> **WHAT NEEDS TO BE DONE**: Omit all pictures. Quote the lines from the one with "Seedling-scouting request: tag the stainless steel refrigerator" through the end of the listing below, exactly as they appear.

> **PROVIDED DATA**:
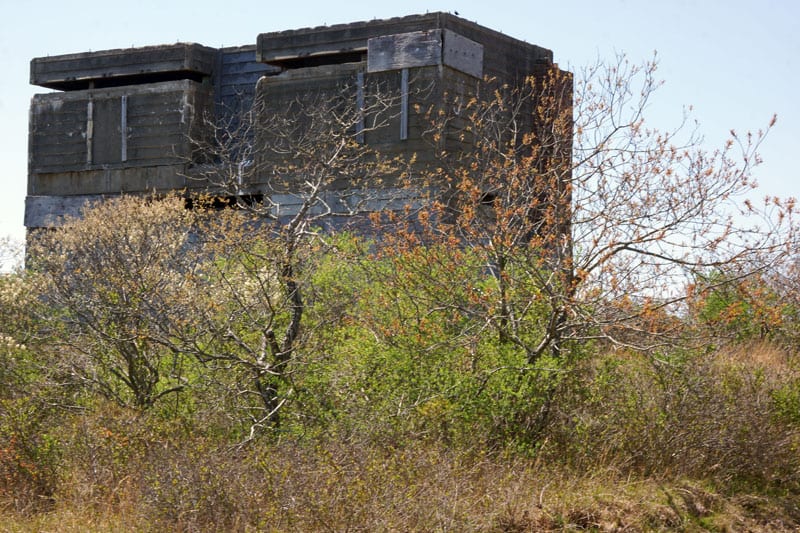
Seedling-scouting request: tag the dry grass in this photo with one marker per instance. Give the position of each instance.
(607, 465)
(352, 487)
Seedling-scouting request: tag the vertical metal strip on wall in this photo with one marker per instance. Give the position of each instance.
(89, 131)
(360, 104)
(123, 128)
(404, 104)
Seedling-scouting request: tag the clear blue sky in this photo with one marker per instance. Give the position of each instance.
(737, 62)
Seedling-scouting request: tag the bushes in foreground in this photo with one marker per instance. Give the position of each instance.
(413, 395)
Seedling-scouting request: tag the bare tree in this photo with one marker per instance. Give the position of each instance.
(289, 172)
(590, 222)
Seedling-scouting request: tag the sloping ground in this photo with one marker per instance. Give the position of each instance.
(352, 486)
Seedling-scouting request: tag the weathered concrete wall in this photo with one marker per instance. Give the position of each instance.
(126, 119)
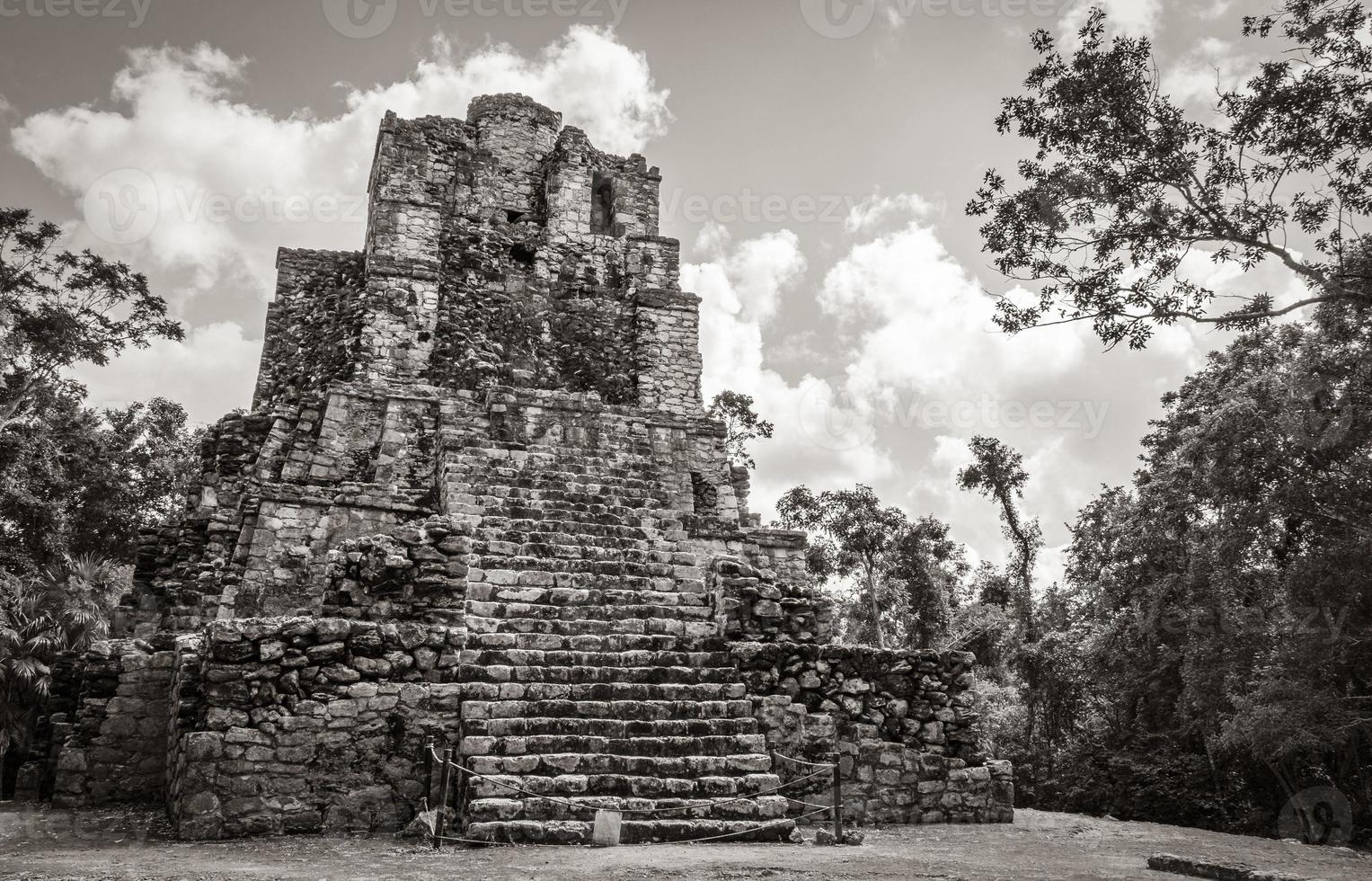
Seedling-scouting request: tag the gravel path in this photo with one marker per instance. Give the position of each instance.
(88, 846)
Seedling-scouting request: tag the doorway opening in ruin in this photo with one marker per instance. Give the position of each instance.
(603, 203)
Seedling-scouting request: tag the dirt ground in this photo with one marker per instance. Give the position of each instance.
(88, 846)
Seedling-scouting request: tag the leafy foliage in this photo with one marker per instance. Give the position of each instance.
(742, 425)
(62, 608)
(903, 574)
(59, 309)
(75, 481)
(1122, 187)
(997, 471)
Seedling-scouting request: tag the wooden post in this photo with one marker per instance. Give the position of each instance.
(458, 802)
(838, 800)
(442, 799)
(429, 773)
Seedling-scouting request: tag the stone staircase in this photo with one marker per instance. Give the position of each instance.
(593, 674)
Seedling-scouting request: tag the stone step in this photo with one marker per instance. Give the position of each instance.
(615, 612)
(668, 627)
(632, 832)
(567, 527)
(739, 770)
(585, 807)
(499, 674)
(585, 643)
(626, 709)
(604, 690)
(526, 751)
(486, 592)
(534, 657)
(608, 727)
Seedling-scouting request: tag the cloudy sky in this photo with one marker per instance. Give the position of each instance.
(817, 156)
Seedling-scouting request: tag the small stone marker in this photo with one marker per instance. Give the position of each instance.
(606, 829)
(1220, 872)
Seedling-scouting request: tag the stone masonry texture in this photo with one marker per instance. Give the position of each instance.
(478, 503)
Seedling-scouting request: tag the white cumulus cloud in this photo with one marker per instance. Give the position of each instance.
(223, 182)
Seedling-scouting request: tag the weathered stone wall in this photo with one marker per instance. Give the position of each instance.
(763, 591)
(312, 327)
(918, 699)
(882, 781)
(307, 725)
(117, 751)
(416, 574)
(479, 453)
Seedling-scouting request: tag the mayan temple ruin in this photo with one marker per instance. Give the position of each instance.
(478, 500)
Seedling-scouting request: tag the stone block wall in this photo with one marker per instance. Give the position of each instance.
(117, 751)
(416, 574)
(312, 327)
(763, 589)
(916, 699)
(307, 725)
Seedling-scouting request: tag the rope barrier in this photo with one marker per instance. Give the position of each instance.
(812, 765)
(728, 834)
(447, 763)
(655, 810)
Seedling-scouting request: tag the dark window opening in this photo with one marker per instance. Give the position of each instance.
(705, 497)
(603, 203)
(523, 254)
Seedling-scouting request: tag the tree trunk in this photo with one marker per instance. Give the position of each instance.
(875, 608)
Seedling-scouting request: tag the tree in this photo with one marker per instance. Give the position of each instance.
(59, 309)
(1218, 605)
(997, 471)
(75, 481)
(1122, 187)
(931, 567)
(862, 533)
(60, 610)
(741, 424)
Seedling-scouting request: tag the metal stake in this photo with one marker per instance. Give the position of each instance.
(442, 799)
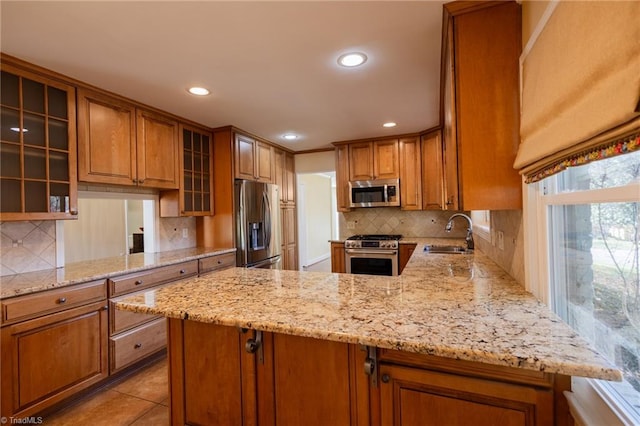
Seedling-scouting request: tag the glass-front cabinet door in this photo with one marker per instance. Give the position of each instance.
(37, 147)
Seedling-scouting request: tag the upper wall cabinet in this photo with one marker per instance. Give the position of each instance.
(374, 160)
(480, 105)
(37, 147)
(195, 196)
(124, 145)
(254, 159)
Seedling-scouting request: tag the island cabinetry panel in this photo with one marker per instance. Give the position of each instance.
(57, 352)
(121, 144)
(480, 80)
(195, 196)
(374, 160)
(254, 159)
(285, 380)
(37, 145)
(135, 336)
(338, 262)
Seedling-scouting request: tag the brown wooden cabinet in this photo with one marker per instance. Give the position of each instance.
(410, 174)
(337, 257)
(37, 146)
(480, 105)
(374, 160)
(432, 172)
(288, 380)
(253, 159)
(404, 254)
(124, 145)
(195, 196)
(59, 351)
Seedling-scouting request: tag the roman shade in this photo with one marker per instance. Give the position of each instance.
(580, 87)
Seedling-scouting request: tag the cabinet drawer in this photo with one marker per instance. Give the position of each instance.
(50, 301)
(215, 263)
(133, 345)
(132, 282)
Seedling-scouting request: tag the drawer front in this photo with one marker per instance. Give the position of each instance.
(216, 263)
(50, 301)
(134, 345)
(132, 282)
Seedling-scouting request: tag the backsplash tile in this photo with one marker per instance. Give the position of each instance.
(425, 223)
(27, 246)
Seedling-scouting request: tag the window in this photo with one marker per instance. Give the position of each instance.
(585, 239)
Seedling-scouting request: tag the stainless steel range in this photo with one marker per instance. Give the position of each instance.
(372, 254)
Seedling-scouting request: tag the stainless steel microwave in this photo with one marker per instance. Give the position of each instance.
(374, 193)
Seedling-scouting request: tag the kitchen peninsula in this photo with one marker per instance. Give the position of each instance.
(453, 339)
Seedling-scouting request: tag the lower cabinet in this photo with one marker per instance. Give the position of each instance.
(49, 358)
(230, 376)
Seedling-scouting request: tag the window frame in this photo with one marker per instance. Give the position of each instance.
(590, 401)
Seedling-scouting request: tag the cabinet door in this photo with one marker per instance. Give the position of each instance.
(410, 174)
(37, 148)
(432, 172)
(361, 161)
(318, 382)
(385, 159)
(244, 156)
(106, 139)
(157, 150)
(264, 162)
(337, 258)
(342, 178)
(410, 396)
(50, 358)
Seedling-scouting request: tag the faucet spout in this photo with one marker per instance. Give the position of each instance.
(469, 237)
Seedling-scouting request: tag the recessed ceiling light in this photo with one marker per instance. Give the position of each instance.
(352, 59)
(199, 91)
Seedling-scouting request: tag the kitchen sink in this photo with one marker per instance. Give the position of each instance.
(446, 249)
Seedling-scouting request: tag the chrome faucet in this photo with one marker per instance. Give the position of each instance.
(469, 237)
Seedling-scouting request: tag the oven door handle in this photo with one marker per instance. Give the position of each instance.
(388, 252)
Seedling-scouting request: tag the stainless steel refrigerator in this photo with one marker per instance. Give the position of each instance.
(258, 232)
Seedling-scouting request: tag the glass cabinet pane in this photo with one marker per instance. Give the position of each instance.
(9, 90)
(10, 160)
(33, 96)
(57, 102)
(10, 125)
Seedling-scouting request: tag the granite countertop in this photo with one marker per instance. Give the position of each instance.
(79, 272)
(460, 306)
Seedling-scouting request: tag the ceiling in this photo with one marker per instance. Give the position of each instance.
(271, 67)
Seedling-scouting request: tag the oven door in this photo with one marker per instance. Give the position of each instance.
(371, 262)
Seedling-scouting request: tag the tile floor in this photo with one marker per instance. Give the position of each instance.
(141, 399)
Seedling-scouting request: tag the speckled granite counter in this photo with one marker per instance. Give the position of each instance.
(456, 306)
(74, 273)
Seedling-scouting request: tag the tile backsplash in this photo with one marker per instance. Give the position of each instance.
(27, 246)
(426, 223)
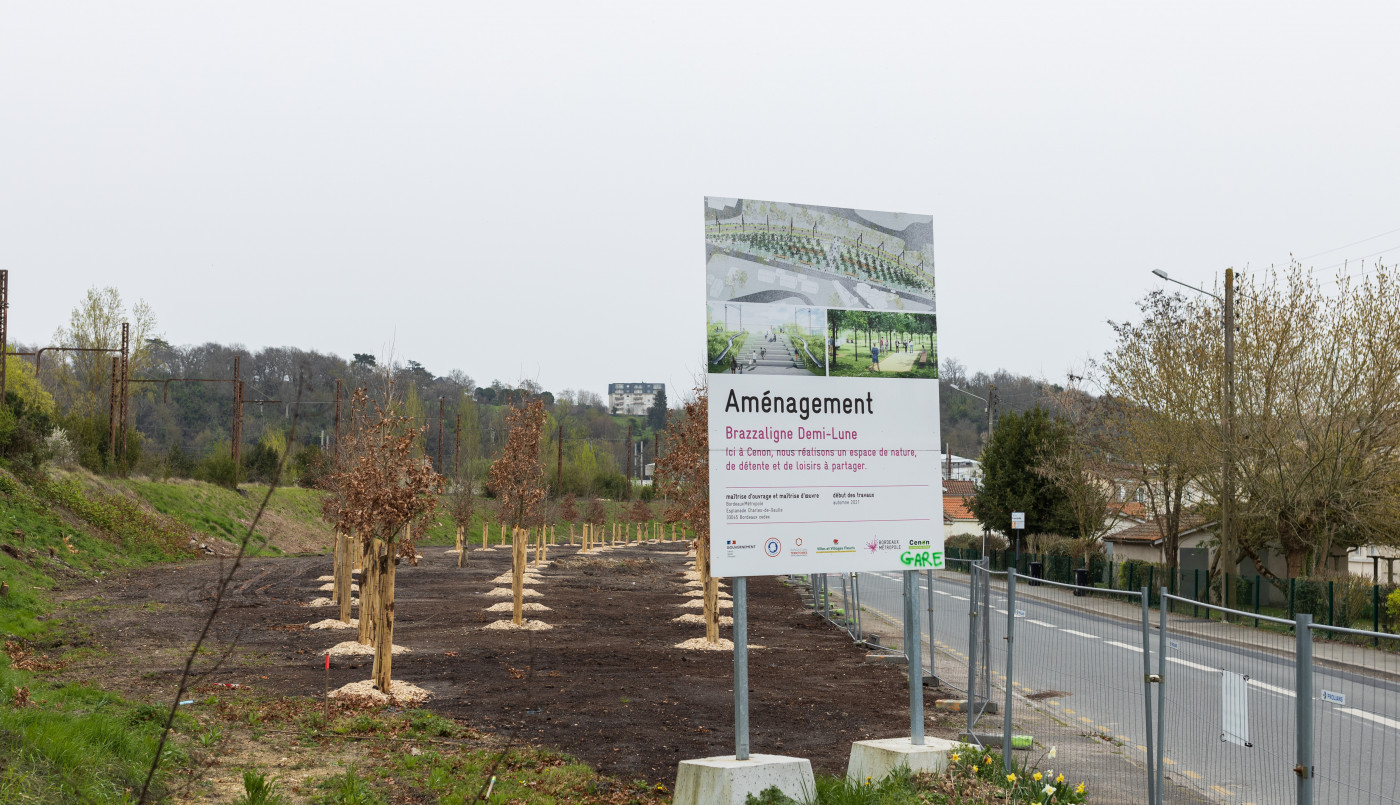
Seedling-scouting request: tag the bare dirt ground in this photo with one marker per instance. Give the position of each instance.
(605, 683)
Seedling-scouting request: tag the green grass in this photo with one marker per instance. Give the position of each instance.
(70, 742)
(223, 513)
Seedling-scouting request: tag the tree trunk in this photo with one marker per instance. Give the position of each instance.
(711, 591)
(345, 578)
(384, 615)
(368, 592)
(336, 560)
(517, 577)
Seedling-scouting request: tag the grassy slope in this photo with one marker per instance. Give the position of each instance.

> **EXERCISE RESULT**:
Seedling-scouting request: tag the stainless steel refrigerator in this photo with one marker per instance. Give the position of each instance.
(258, 232)
Seedling-scouting request: tag the glass cabinet pane in this photo with one marker per instance. Give the position of each instance.
(9, 90)
(10, 160)
(33, 96)
(57, 102)
(10, 125)
Seedling-scouting request: tag the granite countertop in this photo with one marker per instance. Give the position of each instance.
(79, 272)
(460, 306)
Seedling-scouting request: tag the ceiling in this photo with one marker per instance. Give the position of each instance.
(271, 67)
Seedling-scouting request: tag the oven door in this photo with one marker per instance. Give the position of each instance.
(371, 262)
Seedling-scouting request: tag the tile floor in this photo with one marker per instance. Give the position of each instance.
(141, 399)
Seedling-scouting request: tag the speckled granite counter in this photo with one marker per instance. Give the position of each instance.
(456, 306)
(74, 273)
Seedling-scouting request: tag the tile backsplash in this photo with one marker per instance. Give the position of each instance.
(27, 246)
(426, 223)
Seedling-scouting request: tag the bare dirt ground in this photo with one marker per instance. Give the position of each instance.
(605, 683)
Seedling-scouting request: tag the green grass in this photo with one marker per instance. Give the position of each instance.
(70, 742)
(223, 513)
Seedling-scouting request: tag the tree trunk in this photo with one marker per instance. Give the position of each instance.
(711, 591)
(345, 578)
(384, 615)
(368, 592)
(336, 560)
(517, 577)
Seedling-scouting request: tag the grassy slope in this photo with one marker per instance. Give the position of each instance.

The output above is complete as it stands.